**THE REQUEST:**
Copy the records from the line with "Circle every visible large window." to the line with "[0,119,236,157]", substituting "Outline" for every "Circle" and leaving everything else unchanged. Omit the pictures from your answer.

**Bounding box annotation entries:**
----------

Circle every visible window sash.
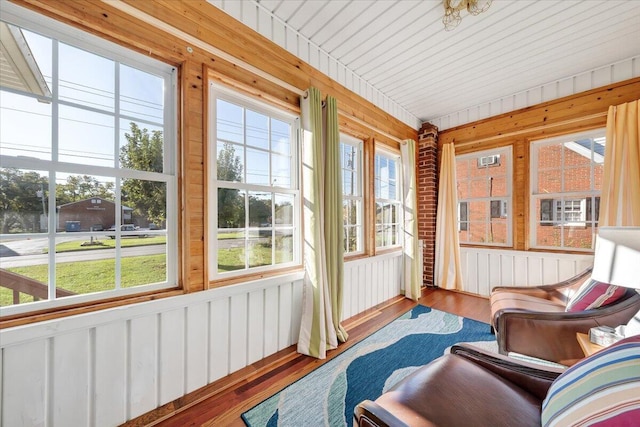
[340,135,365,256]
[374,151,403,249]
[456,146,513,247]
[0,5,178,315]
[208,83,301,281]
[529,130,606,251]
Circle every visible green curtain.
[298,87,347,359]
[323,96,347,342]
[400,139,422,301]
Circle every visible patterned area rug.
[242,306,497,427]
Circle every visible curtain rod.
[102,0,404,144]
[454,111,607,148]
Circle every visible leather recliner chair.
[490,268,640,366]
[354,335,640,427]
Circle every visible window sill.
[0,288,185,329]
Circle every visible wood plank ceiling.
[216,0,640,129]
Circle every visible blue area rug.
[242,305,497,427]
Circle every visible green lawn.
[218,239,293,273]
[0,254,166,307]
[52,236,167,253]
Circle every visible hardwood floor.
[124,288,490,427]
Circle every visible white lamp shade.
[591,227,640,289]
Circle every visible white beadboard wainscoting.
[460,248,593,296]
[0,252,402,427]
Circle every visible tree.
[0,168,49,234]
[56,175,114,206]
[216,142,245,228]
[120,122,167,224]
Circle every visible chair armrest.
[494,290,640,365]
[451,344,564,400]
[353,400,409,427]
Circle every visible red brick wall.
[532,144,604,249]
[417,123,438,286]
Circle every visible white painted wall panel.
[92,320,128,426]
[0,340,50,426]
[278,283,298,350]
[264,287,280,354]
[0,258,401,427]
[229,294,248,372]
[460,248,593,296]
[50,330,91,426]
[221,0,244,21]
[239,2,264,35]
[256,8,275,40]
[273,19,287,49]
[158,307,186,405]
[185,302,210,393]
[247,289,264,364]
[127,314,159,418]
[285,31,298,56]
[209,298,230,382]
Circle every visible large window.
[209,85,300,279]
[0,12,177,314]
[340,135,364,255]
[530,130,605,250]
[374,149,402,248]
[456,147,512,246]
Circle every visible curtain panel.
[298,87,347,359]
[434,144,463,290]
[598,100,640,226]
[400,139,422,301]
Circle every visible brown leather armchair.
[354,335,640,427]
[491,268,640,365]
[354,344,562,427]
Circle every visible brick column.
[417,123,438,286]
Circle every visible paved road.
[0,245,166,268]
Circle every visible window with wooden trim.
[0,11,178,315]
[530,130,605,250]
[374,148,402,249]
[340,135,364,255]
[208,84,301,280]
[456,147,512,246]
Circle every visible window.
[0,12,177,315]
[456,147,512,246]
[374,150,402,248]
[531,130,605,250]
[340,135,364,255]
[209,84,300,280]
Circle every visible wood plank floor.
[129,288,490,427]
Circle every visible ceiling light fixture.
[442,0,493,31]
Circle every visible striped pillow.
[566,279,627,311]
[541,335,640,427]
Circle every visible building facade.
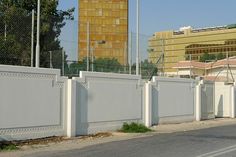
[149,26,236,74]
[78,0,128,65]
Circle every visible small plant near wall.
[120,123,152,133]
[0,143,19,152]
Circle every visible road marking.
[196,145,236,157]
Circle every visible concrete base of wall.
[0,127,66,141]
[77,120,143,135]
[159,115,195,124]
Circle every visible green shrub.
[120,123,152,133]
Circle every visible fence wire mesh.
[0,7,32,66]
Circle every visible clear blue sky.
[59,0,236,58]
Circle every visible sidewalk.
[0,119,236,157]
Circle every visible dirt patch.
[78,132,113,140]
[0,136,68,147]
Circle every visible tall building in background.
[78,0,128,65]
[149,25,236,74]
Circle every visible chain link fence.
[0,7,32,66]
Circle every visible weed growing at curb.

----------

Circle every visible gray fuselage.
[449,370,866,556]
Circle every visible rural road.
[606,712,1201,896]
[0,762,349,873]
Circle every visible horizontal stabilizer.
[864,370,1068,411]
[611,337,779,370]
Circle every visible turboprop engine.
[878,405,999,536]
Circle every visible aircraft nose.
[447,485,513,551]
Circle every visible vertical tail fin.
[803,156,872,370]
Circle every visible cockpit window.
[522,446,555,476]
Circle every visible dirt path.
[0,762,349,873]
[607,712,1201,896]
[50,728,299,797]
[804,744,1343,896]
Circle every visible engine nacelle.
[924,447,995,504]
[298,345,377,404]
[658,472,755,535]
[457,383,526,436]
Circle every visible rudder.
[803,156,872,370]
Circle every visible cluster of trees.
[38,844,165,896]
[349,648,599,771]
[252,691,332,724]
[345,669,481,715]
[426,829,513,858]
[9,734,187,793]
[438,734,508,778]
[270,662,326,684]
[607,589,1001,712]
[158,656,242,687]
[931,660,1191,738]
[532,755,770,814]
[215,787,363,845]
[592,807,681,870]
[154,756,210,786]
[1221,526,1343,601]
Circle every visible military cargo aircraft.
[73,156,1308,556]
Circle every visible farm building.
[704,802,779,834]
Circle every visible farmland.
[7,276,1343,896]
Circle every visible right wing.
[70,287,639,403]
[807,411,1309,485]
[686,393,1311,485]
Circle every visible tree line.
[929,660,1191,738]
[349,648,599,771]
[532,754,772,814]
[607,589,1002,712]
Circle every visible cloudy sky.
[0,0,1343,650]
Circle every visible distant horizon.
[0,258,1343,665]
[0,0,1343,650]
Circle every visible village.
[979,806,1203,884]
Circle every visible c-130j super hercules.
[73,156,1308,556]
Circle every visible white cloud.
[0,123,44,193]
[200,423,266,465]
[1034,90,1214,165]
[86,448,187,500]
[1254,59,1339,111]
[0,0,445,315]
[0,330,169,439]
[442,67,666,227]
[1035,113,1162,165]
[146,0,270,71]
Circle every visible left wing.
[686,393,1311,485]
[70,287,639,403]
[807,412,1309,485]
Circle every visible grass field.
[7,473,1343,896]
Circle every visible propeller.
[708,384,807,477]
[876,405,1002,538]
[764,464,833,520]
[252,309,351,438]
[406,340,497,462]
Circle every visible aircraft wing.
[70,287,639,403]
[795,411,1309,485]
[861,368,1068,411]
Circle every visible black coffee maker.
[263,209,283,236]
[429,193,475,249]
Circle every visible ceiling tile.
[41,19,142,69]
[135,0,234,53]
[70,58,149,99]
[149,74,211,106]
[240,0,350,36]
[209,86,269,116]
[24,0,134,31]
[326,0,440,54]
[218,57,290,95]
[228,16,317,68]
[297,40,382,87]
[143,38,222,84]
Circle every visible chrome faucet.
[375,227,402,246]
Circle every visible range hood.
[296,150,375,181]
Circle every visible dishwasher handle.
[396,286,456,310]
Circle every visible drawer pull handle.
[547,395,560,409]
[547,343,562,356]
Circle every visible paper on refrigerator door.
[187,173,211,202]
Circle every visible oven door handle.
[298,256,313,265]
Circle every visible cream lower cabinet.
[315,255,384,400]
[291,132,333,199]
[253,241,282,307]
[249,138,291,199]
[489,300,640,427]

----------

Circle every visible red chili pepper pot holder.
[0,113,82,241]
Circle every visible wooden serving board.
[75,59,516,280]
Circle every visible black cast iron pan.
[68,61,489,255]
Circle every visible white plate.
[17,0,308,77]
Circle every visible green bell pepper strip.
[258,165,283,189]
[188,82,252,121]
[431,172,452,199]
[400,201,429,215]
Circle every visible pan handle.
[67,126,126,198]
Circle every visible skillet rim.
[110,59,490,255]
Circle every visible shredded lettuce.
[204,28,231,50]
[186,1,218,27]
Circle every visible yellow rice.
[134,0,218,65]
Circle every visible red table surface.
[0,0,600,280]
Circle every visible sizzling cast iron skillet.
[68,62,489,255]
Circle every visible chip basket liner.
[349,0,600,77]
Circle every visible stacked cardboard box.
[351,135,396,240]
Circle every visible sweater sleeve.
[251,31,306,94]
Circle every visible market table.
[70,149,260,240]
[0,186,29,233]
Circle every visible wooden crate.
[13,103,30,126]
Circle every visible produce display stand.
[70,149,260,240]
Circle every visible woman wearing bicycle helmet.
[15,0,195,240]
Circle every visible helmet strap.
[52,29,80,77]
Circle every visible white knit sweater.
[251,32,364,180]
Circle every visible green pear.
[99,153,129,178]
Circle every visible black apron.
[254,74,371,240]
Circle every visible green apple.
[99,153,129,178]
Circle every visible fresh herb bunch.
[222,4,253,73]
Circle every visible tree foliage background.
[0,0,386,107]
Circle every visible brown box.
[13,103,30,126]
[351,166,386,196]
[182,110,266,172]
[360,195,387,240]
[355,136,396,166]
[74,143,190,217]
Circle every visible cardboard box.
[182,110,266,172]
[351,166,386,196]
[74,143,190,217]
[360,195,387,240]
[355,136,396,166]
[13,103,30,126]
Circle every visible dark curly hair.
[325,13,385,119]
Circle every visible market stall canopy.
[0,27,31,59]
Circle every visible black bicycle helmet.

----------

**PROBLEM SOLUTION:**
Outline every visible large window.
[209,85,300,279]
[0,12,177,314]
[340,135,364,255]
[530,130,605,250]
[374,149,402,248]
[456,147,512,246]
Outline every visible curtain panel.
[298,87,347,359]
[434,144,463,290]
[598,100,640,226]
[400,139,422,301]
Outline every visible brown leather armchair.
[354,335,640,427]
[491,268,640,365]
[354,344,562,427]
Outline every visible brick column.
[417,123,438,286]
Outline every visible paved road.
[0,245,166,268]
Outline every visible window with wooden trim.
[0,11,178,315]
[530,130,605,250]
[374,148,402,249]
[340,135,364,255]
[208,84,301,280]
[456,147,512,246]
Outline every visible window.
[0,12,177,315]
[456,147,512,246]
[374,150,402,248]
[531,130,605,250]
[340,135,364,255]
[209,84,300,280]
Outline every visible wood plank floor.
[129,288,490,427]
Outline every visible ceiling light fixture.
[442,0,493,31]
Outline every visible striped pillow.
[566,279,627,311]
[541,335,640,427]
Outline every visible building facade.
[149,26,236,74]
[78,0,128,65]
Outline every visible small plant near wall.
[120,123,152,133]
[0,143,19,152]
Outline every visible road marking.
[196,145,236,157]
Outline every visible concrete base of wall.
[0,127,66,141]
[77,120,143,135]
[159,115,195,124]
Outline every visible green shrub.
[120,123,152,133]
Outline every visible fence wire mesh.
[0,7,32,66]
Outline every visible clear blue sky.
[59,0,236,58]
Outline every visible sidewalk.
[0,119,236,157]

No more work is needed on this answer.